*** Begin section ***
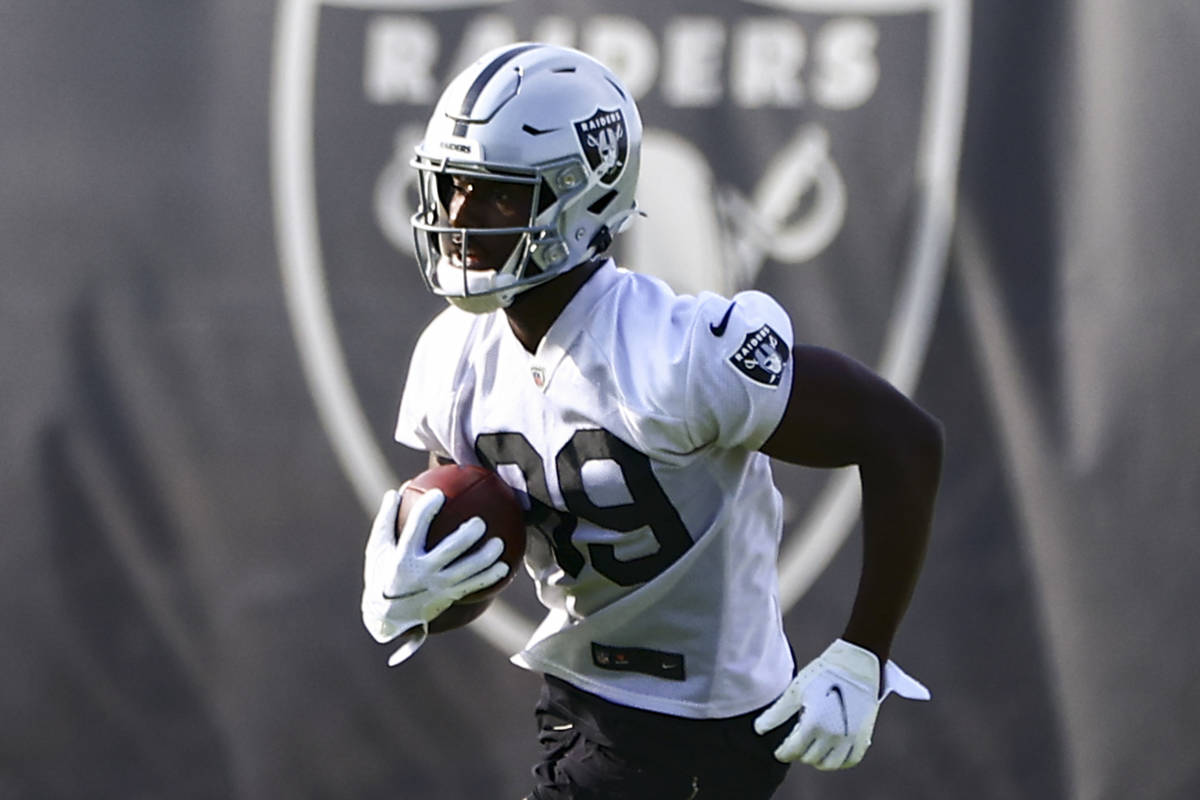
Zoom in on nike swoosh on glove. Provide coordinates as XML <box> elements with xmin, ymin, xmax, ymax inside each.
<box><xmin>753</xmin><ymin>639</ymin><xmax>930</xmax><ymax>770</ymax></box>
<box><xmin>361</xmin><ymin>486</ymin><xmax>510</xmax><ymax>666</ymax></box>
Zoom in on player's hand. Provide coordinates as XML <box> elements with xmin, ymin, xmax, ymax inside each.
<box><xmin>360</xmin><ymin>486</ymin><xmax>510</xmax><ymax>666</ymax></box>
<box><xmin>753</xmin><ymin>639</ymin><xmax>930</xmax><ymax>770</ymax></box>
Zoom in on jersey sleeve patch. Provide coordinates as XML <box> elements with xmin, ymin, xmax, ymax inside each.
<box><xmin>726</xmin><ymin>323</ymin><xmax>791</xmax><ymax>388</ymax></box>
<box><xmin>683</xmin><ymin>290</ymin><xmax>794</xmax><ymax>451</ymax></box>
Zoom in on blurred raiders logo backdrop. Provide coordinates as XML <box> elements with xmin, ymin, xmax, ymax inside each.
<box><xmin>271</xmin><ymin>0</ymin><xmax>969</xmax><ymax>654</ymax></box>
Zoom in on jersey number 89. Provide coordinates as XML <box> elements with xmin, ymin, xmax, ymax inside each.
<box><xmin>475</xmin><ymin>429</ymin><xmax>692</xmax><ymax>586</ymax></box>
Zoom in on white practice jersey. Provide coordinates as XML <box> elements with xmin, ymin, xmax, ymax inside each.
<box><xmin>396</xmin><ymin>260</ymin><xmax>796</xmax><ymax>719</ymax></box>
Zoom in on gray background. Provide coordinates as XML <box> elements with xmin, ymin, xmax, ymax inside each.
<box><xmin>2</xmin><ymin>1</ymin><xmax>1197</xmax><ymax>798</ymax></box>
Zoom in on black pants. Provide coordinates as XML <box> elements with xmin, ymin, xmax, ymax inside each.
<box><xmin>528</xmin><ymin>675</ymin><xmax>793</xmax><ymax>800</ymax></box>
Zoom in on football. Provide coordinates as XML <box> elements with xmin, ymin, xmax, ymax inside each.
<box><xmin>396</xmin><ymin>463</ymin><xmax>526</xmax><ymax>632</ymax></box>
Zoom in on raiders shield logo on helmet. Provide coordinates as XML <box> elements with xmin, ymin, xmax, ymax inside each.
<box><xmin>573</xmin><ymin>108</ymin><xmax>628</xmax><ymax>185</ymax></box>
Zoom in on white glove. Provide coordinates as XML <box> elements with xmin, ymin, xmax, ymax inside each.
<box><xmin>753</xmin><ymin>639</ymin><xmax>930</xmax><ymax>770</ymax></box>
<box><xmin>361</xmin><ymin>487</ymin><xmax>510</xmax><ymax>666</ymax></box>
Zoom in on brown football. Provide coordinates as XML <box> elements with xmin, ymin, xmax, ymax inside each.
<box><xmin>396</xmin><ymin>463</ymin><xmax>525</xmax><ymax>632</ymax></box>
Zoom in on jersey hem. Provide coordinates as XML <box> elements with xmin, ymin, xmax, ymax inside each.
<box><xmin>510</xmin><ymin>651</ymin><xmax>790</xmax><ymax>721</ymax></box>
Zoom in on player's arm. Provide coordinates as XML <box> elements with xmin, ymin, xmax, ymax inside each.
<box><xmin>754</xmin><ymin>345</ymin><xmax>942</xmax><ymax>768</ymax></box>
<box><xmin>760</xmin><ymin>344</ymin><xmax>942</xmax><ymax>662</ymax></box>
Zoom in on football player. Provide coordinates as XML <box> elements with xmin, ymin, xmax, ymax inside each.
<box><xmin>361</xmin><ymin>43</ymin><xmax>943</xmax><ymax>799</ymax></box>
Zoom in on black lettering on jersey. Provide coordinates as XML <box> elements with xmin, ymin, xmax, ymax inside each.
<box><xmin>475</xmin><ymin>432</ymin><xmax>585</xmax><ymax>577</ymax></box>
<box><xmin>557</xmin><ymin>429</ymin><xmax>692</xmax><ymax>586</ymax></box>
<box><xmin>475</xmin><ymin>428</ymin><xmax>692</xmax><ymax>586</ymax></box>
<box><xmin>729</xmin><ymin>323</ymin><xmax>790</xmax><ymax>387</ymax></box>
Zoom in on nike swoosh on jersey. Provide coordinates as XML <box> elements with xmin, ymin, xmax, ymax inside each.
<box><xmin>709</xmin><ymin>301</ymin><xmax>736</xmax><ymax>336</ymax></box>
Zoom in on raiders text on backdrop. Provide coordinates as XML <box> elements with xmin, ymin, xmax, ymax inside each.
<box><xmin>364</xmin><ymin>14</ymin><xmax>881</xmax><ymax>110</ymax></box>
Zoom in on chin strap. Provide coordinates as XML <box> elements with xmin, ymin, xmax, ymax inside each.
<box><xmin>434</xmin><ymin>257</ymin><xmax>516</xmax><ymax>313</ymax></box>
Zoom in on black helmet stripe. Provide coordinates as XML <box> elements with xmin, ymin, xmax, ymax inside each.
<box><xmin>452</xmin><ymin>43</ymin><xmax>543</xmax><ymax>136</ymax></box>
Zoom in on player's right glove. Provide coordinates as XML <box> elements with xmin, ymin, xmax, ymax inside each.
<box><xmin>753</xmin><ymin>638</ymin><xmax>930</xmax><ymax>770</ymax></box>
<box><xmin>360</xmin><ymin>487</ymin><xmax>509</xmax><ymax>666</ymax></box>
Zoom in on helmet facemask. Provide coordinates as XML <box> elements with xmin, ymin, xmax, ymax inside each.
<box><xmin>410</xmin><ymin>158</ymin><xmax>586</xmax><ymax>313</ymax></box>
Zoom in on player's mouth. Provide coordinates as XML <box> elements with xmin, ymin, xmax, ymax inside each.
<box><xmin>445</xmin><ymin>237</ymin><xmax>486</xmax><ymax>270</ymax></box>
<box><xmin>448</xmin><ymin>249</ymin><xmax>482</xmax><ymax>270</ymax></box>
<box><xmin>447</xmin><ymin>236</ymin><xmax>515</xmax><ymax>272</ymax></box>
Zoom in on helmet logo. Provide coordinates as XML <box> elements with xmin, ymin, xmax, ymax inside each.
<box><xmin>574</xmin><ymin>108</ymin><xmax>628</xmax><ymax>185</ymax></box>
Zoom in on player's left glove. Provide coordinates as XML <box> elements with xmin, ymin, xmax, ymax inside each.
<box><xmin>753</xmin><ymin>638</ymin><xmax>930</xmax><ymax>770</ymax></box>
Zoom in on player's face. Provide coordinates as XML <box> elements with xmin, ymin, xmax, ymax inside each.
<box><xmin>444</xmin><ymin>176</ymin><xmax>535</xmax><ymax>271</ymax></box>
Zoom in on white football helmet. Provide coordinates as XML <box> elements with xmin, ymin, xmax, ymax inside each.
<box><xmin>411</xmin><ymin>43</ymin><xmax>642</xmax><ymax>313</ymax></box>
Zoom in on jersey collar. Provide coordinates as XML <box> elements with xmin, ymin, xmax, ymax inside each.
<box><xmin>523</xmin><ymin>258</ymin><xmax>620</xmax><ymax>391</ymax></box>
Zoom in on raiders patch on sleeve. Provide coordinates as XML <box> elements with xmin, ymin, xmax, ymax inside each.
<box><xmin>727</xmin><ymin>324</ymin><xmax>790</xmax><ymax>387</ymax></box>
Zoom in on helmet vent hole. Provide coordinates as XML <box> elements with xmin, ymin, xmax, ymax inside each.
<box><xmin>538</xmin><ymin>179</ymin><xmax>558</xmax><ymax>214</ymax></box>
<box><xmin>552</xmin><ymin>67</ymin><xmax>576</xmax><ymax>73</ymax></box>
<box><xmin>587</xmin><ymin>189</ymin><xmax>618</xmax><ymax>215</ymax></box>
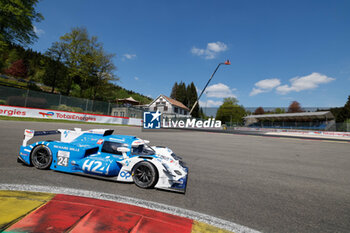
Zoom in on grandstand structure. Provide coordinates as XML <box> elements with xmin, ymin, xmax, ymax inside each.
<box><xmin>244</xmin><ymin>111</ymin><xmax>335</xmax><ymax>130</ymax></box>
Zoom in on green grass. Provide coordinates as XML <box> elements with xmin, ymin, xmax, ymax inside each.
<box><xmin>0</xmin><ymin>77</ymin><xmax>27</xmax><ymax>88</ymax></box>
<box><xmin>0</xmin><ymin>77</ymin><xmax>56</xmax><ymax>92</ymax></box>
<box><xmin>0</xmin><ymin>115</ymin><xmax>135</xmax><ymax>127</ymax></box>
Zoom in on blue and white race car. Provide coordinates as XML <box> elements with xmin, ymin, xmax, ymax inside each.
<box><xmin>18</xmin><ymin>128</ymin><xmax>188</xmax><ymax>193</ymax></box>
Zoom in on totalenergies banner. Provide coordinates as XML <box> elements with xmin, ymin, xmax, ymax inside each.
<box><xmin>0</xmin><ymin>105</ymin><xmax>142</xmax><ymax>126</ymax></box>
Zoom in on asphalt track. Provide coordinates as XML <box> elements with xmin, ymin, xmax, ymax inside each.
<box><xmin>0</xmin><ymin>120</ymin><xmax>350</xmax><ymax>233</ymax></box>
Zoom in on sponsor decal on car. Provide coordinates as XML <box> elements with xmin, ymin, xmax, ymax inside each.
<box><xmin>97</xmin><ymin>139</ymin><xmax>104</xmax><ymax>145</ymax></box>
<box><xmin>53</xmin><ymin>145</ymin><xmax>79</xmax><ymax>152</ymax></box>
<box><xmin>119</xmin><ymin>171</ymin><xmax>131</xmax><ymax>179</ymax></box>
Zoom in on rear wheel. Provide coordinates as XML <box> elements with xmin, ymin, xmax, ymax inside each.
<box><xmin>132</xmin><ymin>161</ymin><xmax>158</xmax><ymax>189</ymax></box>
<box><xmin>31</xmin><ymin>145</ymin><xmax>52</xmax><ymax>170</ymax></box>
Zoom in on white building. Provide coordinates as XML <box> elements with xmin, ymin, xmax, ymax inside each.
<box><xmin>111</xmin><ymin>96</ymin><xmax>143</xmax><ymax>118</ymax></box>
<box><xmin>148</xmin><ymin>94</ymin><xmax>190</xmax><ymax>118</ymax></box>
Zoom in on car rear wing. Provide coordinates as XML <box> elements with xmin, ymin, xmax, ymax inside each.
<box><xmin>23</xmin><ymin>128</ymin><xmax>115</xmax><ymax>146</ymax></box>
<box><xmin>58</xmin><ymin>128</ymin><xmax>114</xmax><ymax>143</ymax></box>
<box><xmin>23</xmin><ymin>129</ymin><xmax>60</xmax><ymax>146</ymax></box>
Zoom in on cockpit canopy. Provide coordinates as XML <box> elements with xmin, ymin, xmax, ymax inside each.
<box><xmin>101</xmin><ymin>141</ymin><xmax>129</xmax><ymax>155</ymax></box>
<box><xmin>131</xmin><ymin>144</ymin><xmax>154</xmax><ymax>156</ymax></box>
<box><xmin>101</xmin><ymin>138</ymin><xmax>155</xmax><ymax>156</ymax></box>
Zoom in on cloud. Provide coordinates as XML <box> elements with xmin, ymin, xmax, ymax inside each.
<box><xmin>207</xmin><ymin>42</ymin><xmax>228</xmax><ymax>52</ymax></box>
<box><xmin>249</xmin><ymin>73</ymin><xmax>335</xmax><ymax>96</ymax></box>
<box><xmin>255</xmin><ymin>78</ymin><xmax>281</xmax><ymax>89</ymax></box>
<box><xmin>199</xmin><ymin>100</ymin><xmax>223</xmax><ymax>107</ymax></box>
<box><xmin>250</xmin><ymin>78</ymin><xmax>281</xmax><ymax>96</ymax></box>
<box><xmin>123</xmin><ymin>54</ymin><xmax>137</xmax><ymax>60</ymax></box>
<box><xmin>197</xmin><ymin>83</ymin><xmax>236</xmax><ymax>108</ymax></box>
<box><xmin>205</xmin><ymin>83</ymin><xmax>236</xmax><ymax>98</ymax></box>
<box><xmin>134</xmin><ymin>76</ymin><xmax>139</xmax><ymax>81</ymax></box>
<box><xmin>191</xmin><ymin>41</ymin><xmax>228</xmax><ymax>59</ymax></box>
<box><xmin>276</xmin><ymin>72</ymin><xmax>335</xmax><ymax>95</ymax></box>
<box><xmin>250</xmin><ymin>88</ymin><xmax>265</xmax><ymax>96</ymax></box>
<box><xmin>33</xmin><ymin>26</ymin><xmax>44</xmax><ymax>36</ymax></box>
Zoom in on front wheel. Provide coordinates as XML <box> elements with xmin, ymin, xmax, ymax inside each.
<box><xmin>31</xmin><ymin>145</ymin><xmax>52</xmax><ymax>170</ymax></box>
<box><xmin>132</xmin><ymin>161</ymin><xmax>158</xmax><ymax>189</ymax></box>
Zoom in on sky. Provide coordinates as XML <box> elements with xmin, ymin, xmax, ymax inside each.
<box><xmin>30</xmin><ymin>0</ymin><xmax>350</xmax><ymax>108</ymax></box>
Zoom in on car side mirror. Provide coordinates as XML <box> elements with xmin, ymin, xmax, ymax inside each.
<box><xmin>117</xmin><ymin>147</ymin><xmax>130</xmax><ymax>153</ymax></box>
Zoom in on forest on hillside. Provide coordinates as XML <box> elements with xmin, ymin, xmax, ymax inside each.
<box><xmin>0</xmin><ymin>1</ymin><xmax>151</xmax><ymax>105</ymax></box>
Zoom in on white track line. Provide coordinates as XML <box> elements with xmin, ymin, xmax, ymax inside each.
<box><xmin>0</xmin><ymin>184</ymin><xmax>260</xmax><ymax>233</ymax></box>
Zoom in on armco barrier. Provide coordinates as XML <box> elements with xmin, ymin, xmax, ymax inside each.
<box><xmin>0</xmin><ymin>105</ymin><xmax>142</xmax><ymax>126</ymax></box>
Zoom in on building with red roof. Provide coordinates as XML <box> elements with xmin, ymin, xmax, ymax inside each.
*** End section ***
What to do: One line above contains "Zoom in on car side". Output that line and each one after it, word for word, and nothing else.

Answer below:
Zoom in on car side mirror. Provide coordinates as XML <box> elements with xmin, ymin, xmax, ymax inside each.
<box><xmin>117</xmin><ymin>147</ymin><xmax>130</xmax><ymax>153</ymax></box>
Zoom in on forest on hillside. Provide coordinates as XML <box> elements with xmin, ymin, xmax, ymax inside each.
<box><xmin>0</xmin><ymin>1</ymin><xmax>151</xmax><ymax>105</ymax></box>
Zoom in on white track line. Provide coordinates as XML <box> elements with xmin, ymin, xmax, ymax inside each.
<box><xmin>0</xmin><ymin>184</ymin><xmax>260</xmax><ymax>233</ymax></box>
Zoom in on armco barrier. Provide coordinates as XML <box> elements with xmin, ymin, xmax, ymax inside each.
<box><xmin>0</xmin><ymin>105</ymin><xmax>142</xmax><ymax>126</ymax></box>
Zoom in on building with red roof. Provide coordinates as XML <box> elements with xmin, ymin, xmax, ymax inside each.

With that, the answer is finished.